§ Your task
Copy the full set of lines exactly as given.

[Records of labeled points]

□ □ □ □

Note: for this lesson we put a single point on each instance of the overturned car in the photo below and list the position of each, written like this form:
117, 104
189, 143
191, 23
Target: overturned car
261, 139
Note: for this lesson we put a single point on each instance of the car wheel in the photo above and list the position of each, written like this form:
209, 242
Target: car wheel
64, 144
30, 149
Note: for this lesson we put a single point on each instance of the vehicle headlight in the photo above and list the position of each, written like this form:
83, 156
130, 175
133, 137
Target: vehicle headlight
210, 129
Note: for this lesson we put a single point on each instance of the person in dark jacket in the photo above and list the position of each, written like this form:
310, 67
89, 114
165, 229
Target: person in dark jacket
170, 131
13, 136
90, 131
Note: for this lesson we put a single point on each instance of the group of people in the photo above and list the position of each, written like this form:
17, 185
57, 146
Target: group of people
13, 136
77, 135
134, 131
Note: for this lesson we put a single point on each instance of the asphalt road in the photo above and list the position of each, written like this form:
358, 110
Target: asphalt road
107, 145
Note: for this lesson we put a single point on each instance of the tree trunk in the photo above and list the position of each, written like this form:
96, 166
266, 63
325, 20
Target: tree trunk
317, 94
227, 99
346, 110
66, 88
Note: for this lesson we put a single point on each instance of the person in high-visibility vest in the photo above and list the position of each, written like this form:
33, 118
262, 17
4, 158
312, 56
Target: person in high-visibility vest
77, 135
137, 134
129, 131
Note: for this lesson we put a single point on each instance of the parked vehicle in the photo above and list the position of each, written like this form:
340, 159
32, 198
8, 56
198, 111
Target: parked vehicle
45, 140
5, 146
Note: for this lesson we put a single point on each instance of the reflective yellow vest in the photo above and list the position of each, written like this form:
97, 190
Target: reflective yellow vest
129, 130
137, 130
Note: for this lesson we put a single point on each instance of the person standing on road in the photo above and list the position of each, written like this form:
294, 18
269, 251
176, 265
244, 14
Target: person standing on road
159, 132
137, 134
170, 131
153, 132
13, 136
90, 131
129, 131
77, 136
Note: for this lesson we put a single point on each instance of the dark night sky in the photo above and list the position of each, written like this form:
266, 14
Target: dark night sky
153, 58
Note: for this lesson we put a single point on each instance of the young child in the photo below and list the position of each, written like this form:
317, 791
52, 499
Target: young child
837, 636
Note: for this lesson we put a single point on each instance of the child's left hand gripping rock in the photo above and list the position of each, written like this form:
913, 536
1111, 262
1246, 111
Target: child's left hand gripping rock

□ □ □ □

§ Solution to the problem
Note: for this lesson we put a single point on each instance of the overturned car in the photo below and list the position of each, written like this form:
117, 104
189, 143
191, 23
Target: overturned car
261, 139
Note: for this lesson we put a single point on each instance of the car wheel in the photo above and list the position of each, written like this form:
209, 242
Target: car wheel
64, 144
30, 149
Note: for this lesson we put a single point on each instance of the vehicle headlight in the photo above and list the position of each, written like this form:
83, 156
130, 175
133, 137
Target: vehicle headlight
210, 129
Note: for this lesson we put a single point on each instance of the person in dark jacket in the photo above and list the position of each, written like this form:
310, 67
89, 114
165, 229
Target: person in dark jacket
170, 131
13, 136
90, 131
Note: for this lesson we put a single point on each instance of the group of people in the photo above and list the position of each, written like this form:
17, 185
57, 146
Target: group of people
13, 136
77, 135
134, 131
Note: for this lesson we put a single point on each instance of the asphalt road in the photo above and list the position of each, written like this form:
358, 110
Target: asphalt road
107, 145
Note: for this lesson we put a single point on each instance of the tree trunk in the photo above and list the position of each, written like this form:
96, 166
266, 63
325, 20
Target: tree trunk
317, 94
227, 99
346, 110
66, 88
Note: for this lesson we put a single point on each instance of the person in high-visibility vest in the photo above and list the position of each, written like this form:
33, 118
262, 17
4, 158
312, 56
Target: person in high-visibility vest
77, 135
137, 134
129, 131
Note: for this lesson we put a single point on each instance of the parked vehicle in the photo above and list the position of each, written like this form:
340, 159
32, 198
8, 56
198, 111
Target: parked vehicle
45, 140
5, 146
Note: for this lesson we put a single point on each instance of the reflective yellow vest in the photo above and list the position of each, written like this form:
97, 190
Target: reflective yellow vest
129, 130
137, 130
Note: for this lesson we put a single point on each instance of the person standing on road in the photo above and list the position of each, written like this form:
294, 18
269, 251
176, 265
244, 14
Target: person standing on road
159, 132
137, 134
170, 131
153, 132
13, 136
90, 131
129, 131
77, 136
Note: for this lesson we put a single point on each instance of the dark night sky in the photo above and list the position of each, written like this form:
266, 14
Target: dark night sky
153, 58
Note: for this lesson we put a single point on each instance of the young child in the photo below and list the position of each, written like this form:
317, 791
52, 499
Target: young child
837, 636
Note: for this lesson we put a single point on each instance of the child's left hand gripping rock in the photo above and list the position of each, written like this form:
913, 536
1111, 262
1246, 111
Target: child's left hand gripping rock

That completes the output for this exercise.